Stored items
• • • •

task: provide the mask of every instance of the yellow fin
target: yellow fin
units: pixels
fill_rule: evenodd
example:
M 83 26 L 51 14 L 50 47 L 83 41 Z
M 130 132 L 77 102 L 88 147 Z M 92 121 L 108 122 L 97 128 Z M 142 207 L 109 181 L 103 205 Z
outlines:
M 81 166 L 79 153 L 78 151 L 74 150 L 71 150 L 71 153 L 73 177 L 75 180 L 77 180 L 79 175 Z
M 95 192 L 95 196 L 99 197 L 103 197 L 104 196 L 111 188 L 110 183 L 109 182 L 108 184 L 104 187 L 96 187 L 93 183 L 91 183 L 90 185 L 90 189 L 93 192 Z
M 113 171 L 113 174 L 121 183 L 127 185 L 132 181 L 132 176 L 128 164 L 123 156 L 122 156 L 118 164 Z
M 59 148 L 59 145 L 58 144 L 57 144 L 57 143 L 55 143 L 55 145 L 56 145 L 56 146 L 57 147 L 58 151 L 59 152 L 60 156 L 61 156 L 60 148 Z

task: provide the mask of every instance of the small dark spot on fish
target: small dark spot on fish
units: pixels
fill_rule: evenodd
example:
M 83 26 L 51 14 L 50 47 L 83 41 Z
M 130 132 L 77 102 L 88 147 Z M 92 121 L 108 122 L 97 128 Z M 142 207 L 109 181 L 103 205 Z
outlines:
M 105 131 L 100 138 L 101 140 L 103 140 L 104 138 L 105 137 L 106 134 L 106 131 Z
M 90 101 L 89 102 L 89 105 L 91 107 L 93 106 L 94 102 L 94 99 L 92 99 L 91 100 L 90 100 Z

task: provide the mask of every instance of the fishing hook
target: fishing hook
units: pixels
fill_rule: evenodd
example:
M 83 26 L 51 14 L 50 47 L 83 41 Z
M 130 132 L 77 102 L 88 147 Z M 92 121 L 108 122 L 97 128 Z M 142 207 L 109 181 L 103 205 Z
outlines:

• • • •

Task brief
Exactly and exclusively, repeat the lines from the line that contains "task: provide the mask of every instance of the small" through the end of the records, both ends included.

Solution to the problem
task: provide the mask of every instance of the small dark spot on fish
target: small dark spot on fish
units: pixels
fill_rule: evenodd
example:
M 83 26 L 51 14 L 50 47 L 83 41 Z
M 130 132 L 77 102 L 88 147 Z M 92 121 L 108 122 L 97 128 Z M 142 207 L 109 181 L 103 205 Z
outlines:
M 105 131 L 100 138 L 101 140 L 103 140 L 104 138 L 105 137 L 106 134 L 106 131 Z
M 90 101 L 89 102 L 89 105 L 91 107 L 93 106 L 94 102 L 94 99 L 92 99 L 91 100 L 90 100 Z

task: provide the mask of every instance of the fishing hook
target: fishing hook
units: pixels
fill_rule: evenodd
example:
M 83 26 L 51 14 L 50 47 L 83 41 Z
M 130 132 L 77 102 L 88 147 Z M 92 121 L 108 122 L 97 128 Z M 142 207 L 109 181 L 103 205 Z
outlines:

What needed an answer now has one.